Written request A:
Answer these questions about the forum thread on a smelly remote:
(i) Which model did MacQ2 buy used on Ebay?
(ii) Which cables have the same smell as the remote?
(iii) What does DonQijote say to put in the sealed bag with the remote and cables?

Excerpt provided:

## BEGIN

# Should the remote smell?



## MacQ2 (Oct 17, 2006)

Hi all, I just bought a used HR10-250 on Ebay. Looks very clean, HDMI and other cables were in original sealed plastic bags. But, there is a distinct odor from the remote. It's hard to place, my wife is usually good at that and she can't identify it.

Funny thing is, the HDMI and DVI cables have the same smell and they were in their sealed bags.

I have owned more than a half-dozen TIVOs and none had any sort of odor. The remote for HR10-250 seems to be the same plastic as the others so it puzzles me.

Anybody have a similar experience? I'm pretty sure if I ask the seller about it I'll get an answer something like "I never noticed that".

Thanks


----------



## DonQijote (Mar 2, 2004)

MacQ2 said:


> Hi all, I just bought a used HR10-250 on Ebay. Looks very clean, HDMI and other cables were in original sealed plastic bags. But, there is a distinct odor from the remote. It's hard to place, my wife is usually good at that and she can't identify it.
> 
> Funny thing is, the HDMI and DVI cables have the same smell and they were in their sealed bags.
> 
> ...


====================================================

The remotes and cables are not made at the same factory, and threfore, should not have the same identical smell. If the smell is external, wherein one of the items in the bag penetrated the other items, then this should be easy to correct.

Place the remote and cables in a sealed bag that also contains a "Bounce" or similar dryer fabric softener sheet. Leave it sealed for a day. If the origin of the smell is from an "external" source, this will take care of it.

If that does not take care of it, look for a dead sardine inside the remote control


----------



## JRAllas (Mar 26, 2006)

MacQ2 said:


> There is a distinct odor from the remote. Funny thing is, the HDMI and DVI cables have the same smell and they were in their sealed bags.
> 
> Anybody have a similar experience? I'm pretty sure if I ask the seller about it I'll get an answer something like "I never noticed that".

## END

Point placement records

## BEGIN

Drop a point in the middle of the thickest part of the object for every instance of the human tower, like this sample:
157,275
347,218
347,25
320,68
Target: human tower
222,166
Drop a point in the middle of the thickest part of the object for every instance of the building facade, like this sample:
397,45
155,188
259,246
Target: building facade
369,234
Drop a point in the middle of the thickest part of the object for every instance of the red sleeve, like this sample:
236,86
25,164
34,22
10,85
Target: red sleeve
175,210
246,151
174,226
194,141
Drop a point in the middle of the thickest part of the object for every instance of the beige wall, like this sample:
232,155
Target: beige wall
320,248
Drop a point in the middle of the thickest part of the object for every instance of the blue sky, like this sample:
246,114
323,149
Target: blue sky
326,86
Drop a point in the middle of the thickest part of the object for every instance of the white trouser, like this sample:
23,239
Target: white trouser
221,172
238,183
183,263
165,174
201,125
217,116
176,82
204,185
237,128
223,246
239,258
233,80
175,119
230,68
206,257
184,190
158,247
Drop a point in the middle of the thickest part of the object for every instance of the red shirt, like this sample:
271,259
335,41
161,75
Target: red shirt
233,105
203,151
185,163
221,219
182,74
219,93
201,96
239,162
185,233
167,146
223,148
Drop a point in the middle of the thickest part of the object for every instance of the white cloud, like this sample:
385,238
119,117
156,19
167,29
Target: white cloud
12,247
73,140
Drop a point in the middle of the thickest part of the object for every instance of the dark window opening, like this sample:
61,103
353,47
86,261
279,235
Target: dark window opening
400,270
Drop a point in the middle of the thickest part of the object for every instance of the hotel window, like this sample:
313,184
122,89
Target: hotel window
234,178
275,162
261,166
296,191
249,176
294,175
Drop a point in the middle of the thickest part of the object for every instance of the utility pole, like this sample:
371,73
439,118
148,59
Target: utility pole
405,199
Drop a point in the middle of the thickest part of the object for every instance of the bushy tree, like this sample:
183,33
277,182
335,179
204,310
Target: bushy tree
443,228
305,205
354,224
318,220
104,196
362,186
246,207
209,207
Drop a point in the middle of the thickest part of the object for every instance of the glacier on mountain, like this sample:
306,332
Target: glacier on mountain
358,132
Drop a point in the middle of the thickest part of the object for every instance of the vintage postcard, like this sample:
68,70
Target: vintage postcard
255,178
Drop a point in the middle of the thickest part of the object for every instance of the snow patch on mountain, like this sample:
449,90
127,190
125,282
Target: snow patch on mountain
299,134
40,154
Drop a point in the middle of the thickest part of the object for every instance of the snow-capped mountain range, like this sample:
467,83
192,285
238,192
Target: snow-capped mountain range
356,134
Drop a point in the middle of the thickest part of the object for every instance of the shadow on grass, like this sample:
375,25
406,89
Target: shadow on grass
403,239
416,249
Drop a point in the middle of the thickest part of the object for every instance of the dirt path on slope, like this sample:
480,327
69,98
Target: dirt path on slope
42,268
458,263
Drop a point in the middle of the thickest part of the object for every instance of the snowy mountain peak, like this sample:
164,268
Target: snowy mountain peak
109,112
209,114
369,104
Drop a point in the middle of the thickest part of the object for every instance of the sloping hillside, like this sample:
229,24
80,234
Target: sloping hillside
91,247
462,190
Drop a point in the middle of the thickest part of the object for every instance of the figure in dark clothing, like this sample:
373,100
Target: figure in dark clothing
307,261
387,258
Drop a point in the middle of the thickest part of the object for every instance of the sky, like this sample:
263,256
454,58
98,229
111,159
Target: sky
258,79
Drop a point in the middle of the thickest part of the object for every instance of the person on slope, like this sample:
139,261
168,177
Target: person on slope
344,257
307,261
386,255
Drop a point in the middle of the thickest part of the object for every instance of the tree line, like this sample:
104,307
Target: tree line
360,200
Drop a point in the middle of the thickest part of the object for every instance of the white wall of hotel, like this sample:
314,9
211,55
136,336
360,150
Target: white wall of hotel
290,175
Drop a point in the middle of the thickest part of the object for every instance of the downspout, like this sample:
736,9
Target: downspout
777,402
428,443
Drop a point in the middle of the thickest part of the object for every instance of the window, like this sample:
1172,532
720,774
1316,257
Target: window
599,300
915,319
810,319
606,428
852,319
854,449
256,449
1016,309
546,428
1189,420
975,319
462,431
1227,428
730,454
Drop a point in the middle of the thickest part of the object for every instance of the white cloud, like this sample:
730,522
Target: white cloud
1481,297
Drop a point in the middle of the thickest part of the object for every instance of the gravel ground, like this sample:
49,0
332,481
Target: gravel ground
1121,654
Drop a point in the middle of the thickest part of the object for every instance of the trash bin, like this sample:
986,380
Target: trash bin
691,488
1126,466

## END

Written request B: Give the entry lines starting at the one containing "of the gravel" and ending with the last line of the entries as a Markdown table with columns Row and Line, numbering each row and leaving out blank lines.

Correct output A:
(i) An HR10-250.
(ii) The HDMI and DVI cables.
(iii) A "Bounce" or similar dryer fabric softener sheet.

Correct output B:
| Row | Line |
|---|---|
| 1 | Drop a point in the middle of the thickest part of the object for every instance of the gravel ground, like this sample: |
| 2 | 49,0 |
| 3 | 332,481 |
| 4 | Target: gravel ground |
| 5 | 1121,654 |
| 6 | Drop a point in the middle of the thickest part of the object for every instance of the trash bin, like this sample: |
| 7 | 986,380 |
| 8 | Target: trash bin |
| 9 | 691,488 |
| 10 | 1126,466 |